►

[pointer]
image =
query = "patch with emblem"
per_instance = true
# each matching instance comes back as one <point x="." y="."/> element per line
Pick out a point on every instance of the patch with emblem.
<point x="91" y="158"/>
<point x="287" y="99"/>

◄

EXERCISE DESCRIPTION: Quote, word for word, every line starting at the one that contains "# each matching" and ending with the final line of the entries.

RESPONSE TO THIS EXERCISE:
# each matching instance comes back as one <point x="." y="."/> element per line
Pick out a point on every instance of the patch with emblem.
<point x="91" y="158"/>
<point x="287" y="99"/>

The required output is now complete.